*DATOS PROPORCIONADOS*.
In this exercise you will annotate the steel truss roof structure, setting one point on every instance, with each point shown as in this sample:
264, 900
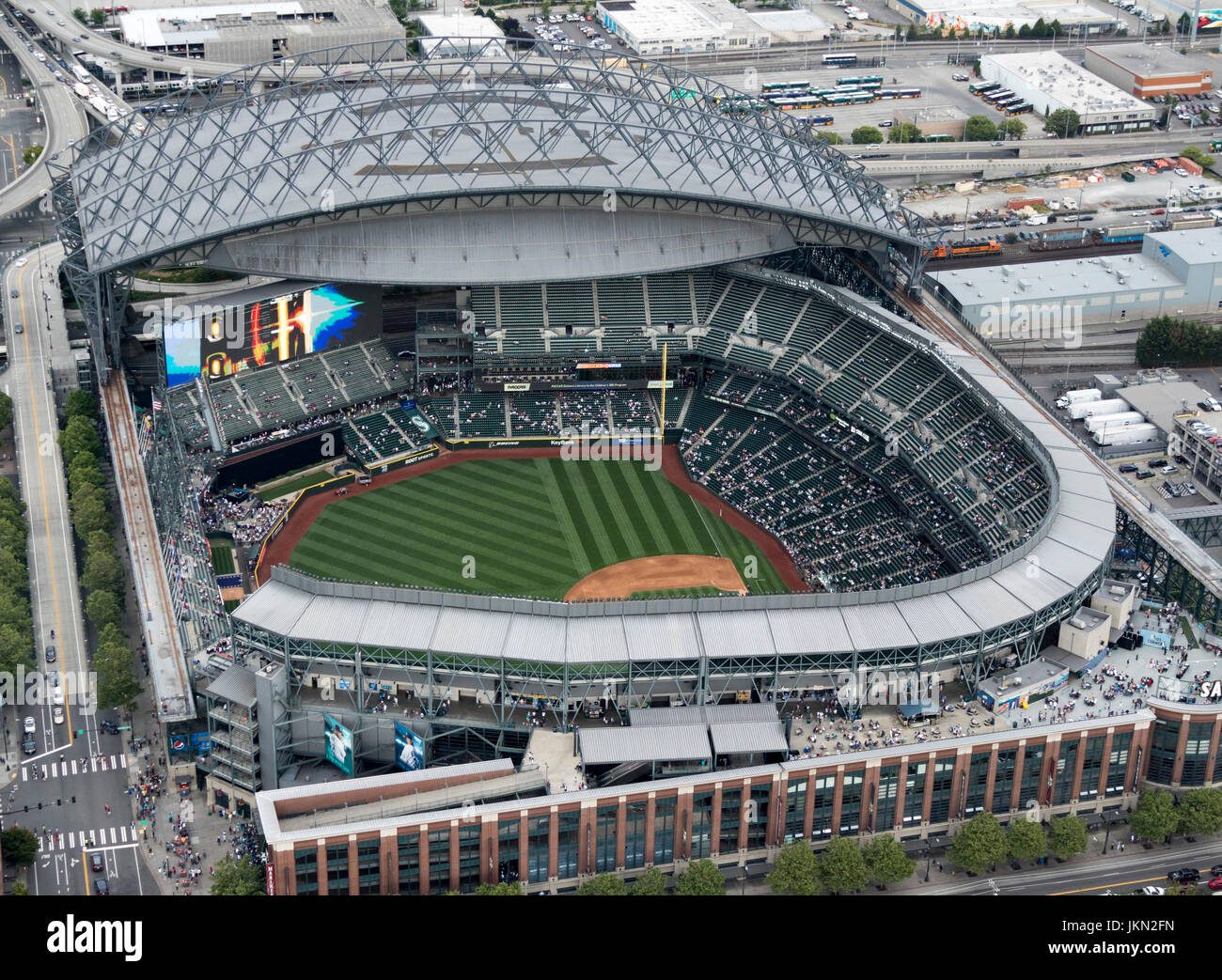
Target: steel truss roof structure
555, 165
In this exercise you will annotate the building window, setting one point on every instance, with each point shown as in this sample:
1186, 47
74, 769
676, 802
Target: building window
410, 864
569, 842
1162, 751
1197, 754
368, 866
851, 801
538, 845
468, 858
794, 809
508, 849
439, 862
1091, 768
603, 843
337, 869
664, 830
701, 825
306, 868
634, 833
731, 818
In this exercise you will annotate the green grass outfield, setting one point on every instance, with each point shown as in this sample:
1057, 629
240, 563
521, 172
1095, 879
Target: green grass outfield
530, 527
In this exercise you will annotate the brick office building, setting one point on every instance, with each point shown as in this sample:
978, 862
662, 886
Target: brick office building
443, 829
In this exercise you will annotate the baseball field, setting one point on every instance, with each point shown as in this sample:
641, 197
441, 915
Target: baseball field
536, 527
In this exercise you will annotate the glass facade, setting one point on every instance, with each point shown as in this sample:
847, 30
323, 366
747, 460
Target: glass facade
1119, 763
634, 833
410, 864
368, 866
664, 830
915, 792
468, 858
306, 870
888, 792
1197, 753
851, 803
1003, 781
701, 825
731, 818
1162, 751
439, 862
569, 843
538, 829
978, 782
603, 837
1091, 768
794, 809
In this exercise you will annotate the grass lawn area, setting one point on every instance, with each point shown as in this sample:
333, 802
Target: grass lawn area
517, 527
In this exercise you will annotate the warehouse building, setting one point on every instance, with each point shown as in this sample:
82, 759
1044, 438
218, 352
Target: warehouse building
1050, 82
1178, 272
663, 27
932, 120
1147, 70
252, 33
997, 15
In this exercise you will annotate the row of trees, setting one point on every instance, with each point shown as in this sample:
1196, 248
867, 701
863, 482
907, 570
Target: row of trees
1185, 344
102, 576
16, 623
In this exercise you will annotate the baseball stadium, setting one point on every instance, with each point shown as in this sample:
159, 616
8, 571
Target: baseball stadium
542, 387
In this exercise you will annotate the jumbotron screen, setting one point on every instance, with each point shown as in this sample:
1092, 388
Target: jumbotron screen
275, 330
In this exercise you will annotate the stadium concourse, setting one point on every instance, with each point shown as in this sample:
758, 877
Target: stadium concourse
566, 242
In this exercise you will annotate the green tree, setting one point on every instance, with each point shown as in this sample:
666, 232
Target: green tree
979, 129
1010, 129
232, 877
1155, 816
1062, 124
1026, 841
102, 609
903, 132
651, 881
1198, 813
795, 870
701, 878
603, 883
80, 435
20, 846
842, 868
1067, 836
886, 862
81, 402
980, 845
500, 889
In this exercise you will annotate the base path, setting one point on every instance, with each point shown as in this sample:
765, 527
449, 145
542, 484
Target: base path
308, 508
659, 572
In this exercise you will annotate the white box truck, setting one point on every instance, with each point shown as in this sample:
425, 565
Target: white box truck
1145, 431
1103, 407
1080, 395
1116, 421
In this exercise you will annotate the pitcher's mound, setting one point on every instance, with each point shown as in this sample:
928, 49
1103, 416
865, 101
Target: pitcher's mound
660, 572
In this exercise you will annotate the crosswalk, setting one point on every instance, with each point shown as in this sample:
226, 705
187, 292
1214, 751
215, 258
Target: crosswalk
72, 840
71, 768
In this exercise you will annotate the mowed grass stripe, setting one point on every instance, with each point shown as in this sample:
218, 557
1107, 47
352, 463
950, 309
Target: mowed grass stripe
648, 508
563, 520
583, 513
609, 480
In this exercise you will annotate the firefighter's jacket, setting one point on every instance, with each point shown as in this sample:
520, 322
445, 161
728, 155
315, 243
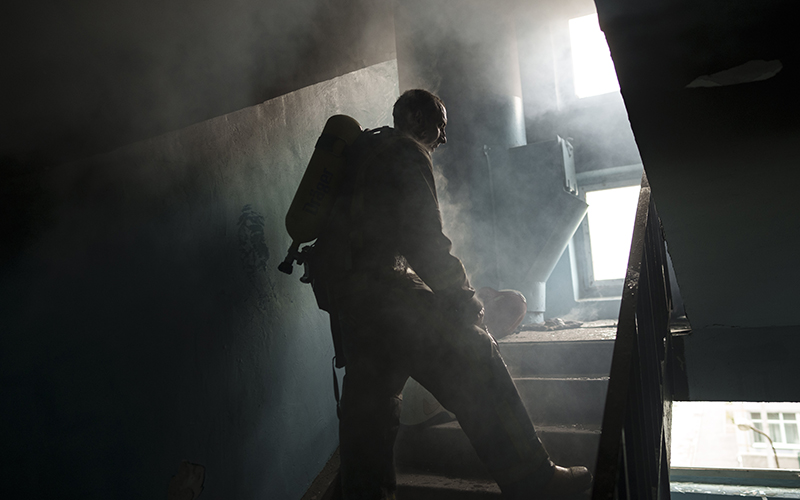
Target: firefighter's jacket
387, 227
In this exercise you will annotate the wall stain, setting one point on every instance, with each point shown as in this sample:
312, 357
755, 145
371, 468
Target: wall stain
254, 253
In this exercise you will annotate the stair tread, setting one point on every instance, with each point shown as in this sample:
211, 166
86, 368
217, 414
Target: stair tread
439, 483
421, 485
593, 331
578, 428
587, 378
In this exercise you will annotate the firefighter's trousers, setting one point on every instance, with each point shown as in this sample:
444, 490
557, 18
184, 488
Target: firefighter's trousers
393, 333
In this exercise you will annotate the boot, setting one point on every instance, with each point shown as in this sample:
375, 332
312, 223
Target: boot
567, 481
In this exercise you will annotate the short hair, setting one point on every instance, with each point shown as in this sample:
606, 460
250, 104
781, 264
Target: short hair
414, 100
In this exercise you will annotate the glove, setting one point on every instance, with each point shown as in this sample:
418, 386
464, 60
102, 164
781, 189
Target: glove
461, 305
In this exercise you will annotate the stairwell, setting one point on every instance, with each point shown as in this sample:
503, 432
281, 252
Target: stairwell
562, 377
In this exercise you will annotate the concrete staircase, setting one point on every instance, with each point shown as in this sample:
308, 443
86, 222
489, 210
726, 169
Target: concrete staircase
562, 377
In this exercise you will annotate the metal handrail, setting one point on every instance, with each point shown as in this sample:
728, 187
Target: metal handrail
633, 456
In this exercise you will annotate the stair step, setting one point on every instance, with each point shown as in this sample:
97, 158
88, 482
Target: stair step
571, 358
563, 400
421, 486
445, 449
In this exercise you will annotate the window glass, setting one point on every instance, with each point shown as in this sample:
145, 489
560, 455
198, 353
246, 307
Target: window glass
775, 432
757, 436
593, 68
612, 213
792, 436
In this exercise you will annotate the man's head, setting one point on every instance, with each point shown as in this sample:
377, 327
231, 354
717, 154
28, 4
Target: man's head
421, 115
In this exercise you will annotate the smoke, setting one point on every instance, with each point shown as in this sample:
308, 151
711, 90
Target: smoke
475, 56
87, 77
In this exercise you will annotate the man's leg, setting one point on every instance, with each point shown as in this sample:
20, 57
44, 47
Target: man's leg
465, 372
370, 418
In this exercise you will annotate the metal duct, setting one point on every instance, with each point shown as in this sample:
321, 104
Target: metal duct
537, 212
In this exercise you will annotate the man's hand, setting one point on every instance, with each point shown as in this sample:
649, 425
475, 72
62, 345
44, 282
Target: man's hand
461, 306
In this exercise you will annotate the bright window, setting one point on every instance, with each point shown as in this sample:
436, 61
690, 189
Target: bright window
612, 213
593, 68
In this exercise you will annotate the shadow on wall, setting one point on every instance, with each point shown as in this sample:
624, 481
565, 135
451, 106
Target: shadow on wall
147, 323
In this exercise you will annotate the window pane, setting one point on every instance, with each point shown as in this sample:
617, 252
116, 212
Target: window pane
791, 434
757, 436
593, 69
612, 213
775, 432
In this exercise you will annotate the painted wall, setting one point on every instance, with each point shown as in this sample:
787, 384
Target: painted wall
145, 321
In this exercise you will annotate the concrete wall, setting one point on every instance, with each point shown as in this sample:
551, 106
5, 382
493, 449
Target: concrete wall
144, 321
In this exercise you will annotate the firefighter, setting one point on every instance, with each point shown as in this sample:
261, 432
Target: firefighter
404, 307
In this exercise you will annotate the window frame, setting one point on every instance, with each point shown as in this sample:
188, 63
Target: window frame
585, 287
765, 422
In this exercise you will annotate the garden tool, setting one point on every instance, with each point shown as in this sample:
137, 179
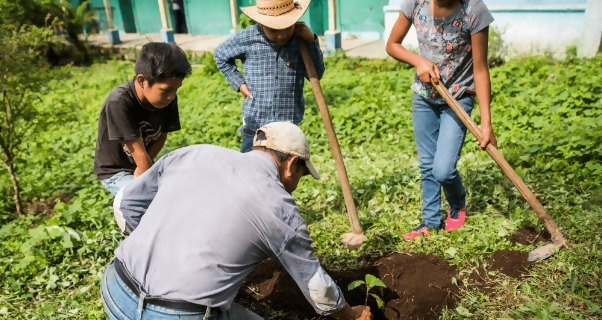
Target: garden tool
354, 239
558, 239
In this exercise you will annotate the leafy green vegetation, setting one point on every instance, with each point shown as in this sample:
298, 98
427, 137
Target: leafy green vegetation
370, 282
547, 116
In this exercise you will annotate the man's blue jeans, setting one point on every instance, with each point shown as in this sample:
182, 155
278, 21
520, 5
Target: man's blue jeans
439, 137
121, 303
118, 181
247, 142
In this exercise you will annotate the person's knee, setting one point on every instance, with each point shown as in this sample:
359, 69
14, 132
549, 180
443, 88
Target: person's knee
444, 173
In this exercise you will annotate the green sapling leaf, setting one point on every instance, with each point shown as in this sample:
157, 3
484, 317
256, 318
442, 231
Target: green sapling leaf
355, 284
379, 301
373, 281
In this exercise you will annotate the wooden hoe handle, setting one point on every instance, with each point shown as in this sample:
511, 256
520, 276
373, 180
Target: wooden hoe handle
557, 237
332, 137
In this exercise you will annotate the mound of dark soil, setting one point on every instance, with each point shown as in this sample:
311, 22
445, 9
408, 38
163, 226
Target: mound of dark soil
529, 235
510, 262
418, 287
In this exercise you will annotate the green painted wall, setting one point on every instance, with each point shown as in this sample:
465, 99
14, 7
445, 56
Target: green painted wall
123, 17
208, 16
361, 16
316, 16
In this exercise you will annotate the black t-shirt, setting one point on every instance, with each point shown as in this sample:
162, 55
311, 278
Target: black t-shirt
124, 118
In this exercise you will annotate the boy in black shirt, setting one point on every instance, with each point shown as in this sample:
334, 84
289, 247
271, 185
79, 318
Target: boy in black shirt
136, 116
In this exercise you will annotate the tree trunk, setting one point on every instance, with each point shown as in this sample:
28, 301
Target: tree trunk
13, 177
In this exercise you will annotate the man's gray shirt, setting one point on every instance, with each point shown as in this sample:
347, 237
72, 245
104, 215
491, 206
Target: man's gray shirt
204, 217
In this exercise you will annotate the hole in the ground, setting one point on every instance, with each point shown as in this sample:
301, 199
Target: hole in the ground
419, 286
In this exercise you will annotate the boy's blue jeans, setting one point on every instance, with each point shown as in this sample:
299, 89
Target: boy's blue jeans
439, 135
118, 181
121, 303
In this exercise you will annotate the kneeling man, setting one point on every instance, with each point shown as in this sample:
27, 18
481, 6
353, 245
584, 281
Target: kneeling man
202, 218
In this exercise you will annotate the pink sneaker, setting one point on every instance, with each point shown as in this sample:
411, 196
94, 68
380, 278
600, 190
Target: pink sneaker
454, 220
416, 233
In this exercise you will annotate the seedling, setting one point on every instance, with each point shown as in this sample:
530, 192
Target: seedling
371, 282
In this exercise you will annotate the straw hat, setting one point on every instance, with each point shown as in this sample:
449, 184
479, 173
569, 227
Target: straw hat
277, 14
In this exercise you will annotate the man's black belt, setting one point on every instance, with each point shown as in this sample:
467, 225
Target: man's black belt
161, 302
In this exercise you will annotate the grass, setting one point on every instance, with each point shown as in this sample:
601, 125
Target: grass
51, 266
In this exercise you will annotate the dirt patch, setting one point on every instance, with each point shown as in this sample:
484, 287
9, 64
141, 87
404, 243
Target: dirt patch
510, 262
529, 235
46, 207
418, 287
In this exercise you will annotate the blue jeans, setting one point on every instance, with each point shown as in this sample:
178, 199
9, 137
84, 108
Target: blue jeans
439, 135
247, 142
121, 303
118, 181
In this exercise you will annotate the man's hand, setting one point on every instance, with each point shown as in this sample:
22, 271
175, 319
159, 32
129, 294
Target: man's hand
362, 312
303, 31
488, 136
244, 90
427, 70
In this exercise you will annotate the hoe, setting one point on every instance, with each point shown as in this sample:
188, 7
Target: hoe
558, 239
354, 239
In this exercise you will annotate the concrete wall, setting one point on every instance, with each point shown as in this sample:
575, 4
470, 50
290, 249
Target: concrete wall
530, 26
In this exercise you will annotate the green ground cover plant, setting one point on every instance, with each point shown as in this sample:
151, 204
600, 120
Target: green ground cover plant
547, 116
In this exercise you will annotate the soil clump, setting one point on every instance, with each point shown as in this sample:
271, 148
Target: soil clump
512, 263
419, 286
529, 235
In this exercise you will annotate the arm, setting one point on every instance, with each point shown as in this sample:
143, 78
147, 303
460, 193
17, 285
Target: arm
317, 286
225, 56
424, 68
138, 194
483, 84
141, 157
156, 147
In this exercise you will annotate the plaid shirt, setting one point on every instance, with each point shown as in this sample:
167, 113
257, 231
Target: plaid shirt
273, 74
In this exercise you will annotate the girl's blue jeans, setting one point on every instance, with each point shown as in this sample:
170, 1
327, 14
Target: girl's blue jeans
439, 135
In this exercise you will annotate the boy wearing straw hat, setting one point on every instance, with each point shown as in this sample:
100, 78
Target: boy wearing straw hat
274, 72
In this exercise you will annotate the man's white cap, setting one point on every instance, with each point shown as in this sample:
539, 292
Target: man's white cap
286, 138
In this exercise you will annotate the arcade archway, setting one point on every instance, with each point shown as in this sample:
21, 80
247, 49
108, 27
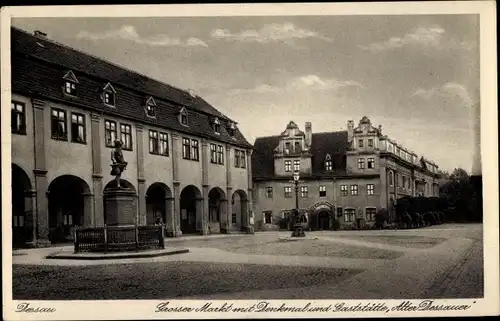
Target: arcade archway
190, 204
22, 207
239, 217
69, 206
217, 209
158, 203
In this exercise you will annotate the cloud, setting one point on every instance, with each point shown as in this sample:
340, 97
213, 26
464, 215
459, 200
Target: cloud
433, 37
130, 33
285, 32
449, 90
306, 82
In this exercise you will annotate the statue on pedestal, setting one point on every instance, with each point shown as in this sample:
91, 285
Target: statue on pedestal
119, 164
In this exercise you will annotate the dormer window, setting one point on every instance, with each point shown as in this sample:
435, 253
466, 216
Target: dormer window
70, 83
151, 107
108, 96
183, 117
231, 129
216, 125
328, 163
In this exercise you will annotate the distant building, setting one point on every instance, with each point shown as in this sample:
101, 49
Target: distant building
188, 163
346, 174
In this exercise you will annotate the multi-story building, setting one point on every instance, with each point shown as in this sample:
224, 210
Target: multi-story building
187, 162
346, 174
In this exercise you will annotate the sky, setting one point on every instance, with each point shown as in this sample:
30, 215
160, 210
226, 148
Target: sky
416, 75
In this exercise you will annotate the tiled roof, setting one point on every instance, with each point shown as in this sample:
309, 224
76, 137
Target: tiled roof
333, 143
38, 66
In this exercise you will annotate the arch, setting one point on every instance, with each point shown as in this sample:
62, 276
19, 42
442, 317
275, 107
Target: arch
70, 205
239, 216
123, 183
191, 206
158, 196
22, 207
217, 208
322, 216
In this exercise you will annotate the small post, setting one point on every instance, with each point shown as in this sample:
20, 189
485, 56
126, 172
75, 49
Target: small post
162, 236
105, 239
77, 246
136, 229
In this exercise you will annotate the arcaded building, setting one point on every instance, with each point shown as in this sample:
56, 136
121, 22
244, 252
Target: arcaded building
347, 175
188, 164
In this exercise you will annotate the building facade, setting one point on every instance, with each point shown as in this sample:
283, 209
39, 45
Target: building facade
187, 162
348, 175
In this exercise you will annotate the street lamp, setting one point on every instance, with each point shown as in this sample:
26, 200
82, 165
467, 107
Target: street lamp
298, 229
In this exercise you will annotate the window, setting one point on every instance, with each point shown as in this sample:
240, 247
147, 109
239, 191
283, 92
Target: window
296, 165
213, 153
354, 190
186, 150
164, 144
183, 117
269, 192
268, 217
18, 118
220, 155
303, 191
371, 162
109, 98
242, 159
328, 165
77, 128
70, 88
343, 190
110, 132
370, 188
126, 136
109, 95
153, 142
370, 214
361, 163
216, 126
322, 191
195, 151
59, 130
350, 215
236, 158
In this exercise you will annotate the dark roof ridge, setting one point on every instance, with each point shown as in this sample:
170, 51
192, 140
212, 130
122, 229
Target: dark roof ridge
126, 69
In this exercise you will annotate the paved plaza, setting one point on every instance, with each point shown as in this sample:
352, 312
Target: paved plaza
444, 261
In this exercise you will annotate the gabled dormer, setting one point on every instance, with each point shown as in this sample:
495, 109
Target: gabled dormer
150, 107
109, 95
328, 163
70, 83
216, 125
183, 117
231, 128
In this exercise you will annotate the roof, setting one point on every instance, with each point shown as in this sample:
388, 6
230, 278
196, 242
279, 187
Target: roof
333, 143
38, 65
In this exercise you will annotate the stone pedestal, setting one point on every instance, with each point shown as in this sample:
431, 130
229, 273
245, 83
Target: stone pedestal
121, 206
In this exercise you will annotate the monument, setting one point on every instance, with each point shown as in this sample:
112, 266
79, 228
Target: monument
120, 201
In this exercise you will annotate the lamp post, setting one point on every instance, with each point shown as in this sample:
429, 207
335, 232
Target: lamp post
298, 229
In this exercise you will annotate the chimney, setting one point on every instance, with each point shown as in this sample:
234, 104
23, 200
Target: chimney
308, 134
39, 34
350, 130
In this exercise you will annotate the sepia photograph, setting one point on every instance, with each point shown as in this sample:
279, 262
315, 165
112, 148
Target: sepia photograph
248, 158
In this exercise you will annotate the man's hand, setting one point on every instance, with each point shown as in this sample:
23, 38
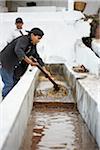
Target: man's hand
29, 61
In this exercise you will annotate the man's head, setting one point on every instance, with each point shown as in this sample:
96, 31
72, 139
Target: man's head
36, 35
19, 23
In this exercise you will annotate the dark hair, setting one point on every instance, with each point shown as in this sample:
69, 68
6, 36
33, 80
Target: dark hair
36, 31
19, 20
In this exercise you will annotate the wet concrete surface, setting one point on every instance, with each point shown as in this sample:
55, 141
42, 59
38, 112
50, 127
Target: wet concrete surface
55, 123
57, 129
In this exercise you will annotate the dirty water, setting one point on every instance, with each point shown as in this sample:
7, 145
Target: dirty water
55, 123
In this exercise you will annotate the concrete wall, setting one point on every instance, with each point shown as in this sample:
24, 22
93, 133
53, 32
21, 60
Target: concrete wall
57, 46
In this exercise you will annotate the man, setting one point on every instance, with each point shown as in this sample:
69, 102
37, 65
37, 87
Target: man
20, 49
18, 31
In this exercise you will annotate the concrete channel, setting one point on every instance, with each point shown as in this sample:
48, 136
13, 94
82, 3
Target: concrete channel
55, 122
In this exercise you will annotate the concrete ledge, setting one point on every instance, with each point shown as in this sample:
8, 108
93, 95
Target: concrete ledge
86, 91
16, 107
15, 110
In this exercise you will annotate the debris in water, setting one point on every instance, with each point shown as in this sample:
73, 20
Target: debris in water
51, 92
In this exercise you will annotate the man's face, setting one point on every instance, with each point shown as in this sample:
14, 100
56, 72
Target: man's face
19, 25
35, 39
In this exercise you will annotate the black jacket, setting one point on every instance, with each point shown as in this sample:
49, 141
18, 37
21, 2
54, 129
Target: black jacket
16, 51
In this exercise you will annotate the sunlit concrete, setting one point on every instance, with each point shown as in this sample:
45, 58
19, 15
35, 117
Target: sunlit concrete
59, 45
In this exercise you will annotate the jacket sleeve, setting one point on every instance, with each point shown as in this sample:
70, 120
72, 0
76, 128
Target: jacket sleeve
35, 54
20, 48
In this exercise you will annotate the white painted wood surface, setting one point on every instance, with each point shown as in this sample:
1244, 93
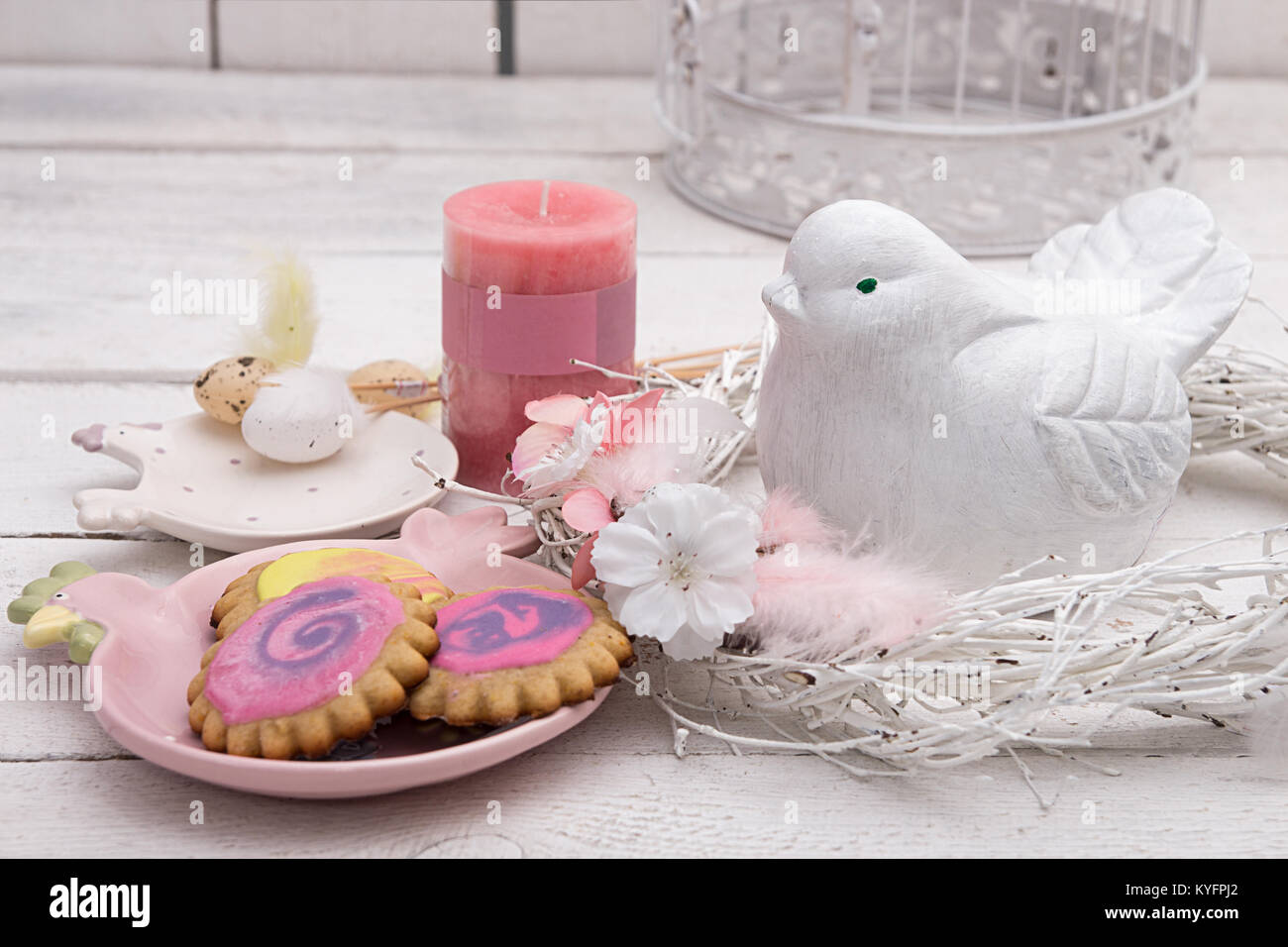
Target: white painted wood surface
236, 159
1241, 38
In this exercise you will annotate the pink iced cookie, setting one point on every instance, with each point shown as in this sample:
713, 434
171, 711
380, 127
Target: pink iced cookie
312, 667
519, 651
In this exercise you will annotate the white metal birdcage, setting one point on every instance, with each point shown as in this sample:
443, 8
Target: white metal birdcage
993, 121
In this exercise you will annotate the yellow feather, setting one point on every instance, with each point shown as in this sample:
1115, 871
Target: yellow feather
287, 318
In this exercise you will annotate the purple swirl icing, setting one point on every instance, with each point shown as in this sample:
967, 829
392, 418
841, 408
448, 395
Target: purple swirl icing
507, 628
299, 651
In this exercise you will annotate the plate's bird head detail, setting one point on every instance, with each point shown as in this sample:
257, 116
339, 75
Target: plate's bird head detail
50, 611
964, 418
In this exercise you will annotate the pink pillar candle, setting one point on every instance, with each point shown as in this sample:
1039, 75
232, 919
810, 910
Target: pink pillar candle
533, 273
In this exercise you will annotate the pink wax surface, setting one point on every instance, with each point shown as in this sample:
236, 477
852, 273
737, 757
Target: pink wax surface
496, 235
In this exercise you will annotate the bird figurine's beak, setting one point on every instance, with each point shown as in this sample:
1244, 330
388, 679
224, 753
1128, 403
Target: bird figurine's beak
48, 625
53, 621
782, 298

*TAREA BREVE*. Reproduce el tramo que va desde la línea que contiene "In this exercise you will annotate the plate's" hasta el final de los datos, ambos extremos incluidos, renombrando "pink" como "white" y sin modificar nada más.

*RESPUESTA COMPLETA*.
In this exercise you will annotate the plate's bird head detail, setting one point on every instance, with each point shown as in this sample:
257, 116
339, 75
Target: plate's bird head detail
50, 611
964, 418
In this exercise you will annotate the white pillar candle, setting one point on every instance, with each point shown as in this sample:
1039, 75
232, 919
810, 910
Target: white pillar candle
533, 273
In this exercise you will annotate the white wax surface, setting one point on every instance, with each point shown as in this sample:
236, 477
852, 273
737, 757
Target: white wax surface
496, 235
In this exercise you will annotate the bird figurine's beak, setting one point on every instance, with each point shown as in this sample:
1244, 330
388, 679
224, 753
1128, 403
Target: bird figurine's beak
48, 625
53, 621
782, 298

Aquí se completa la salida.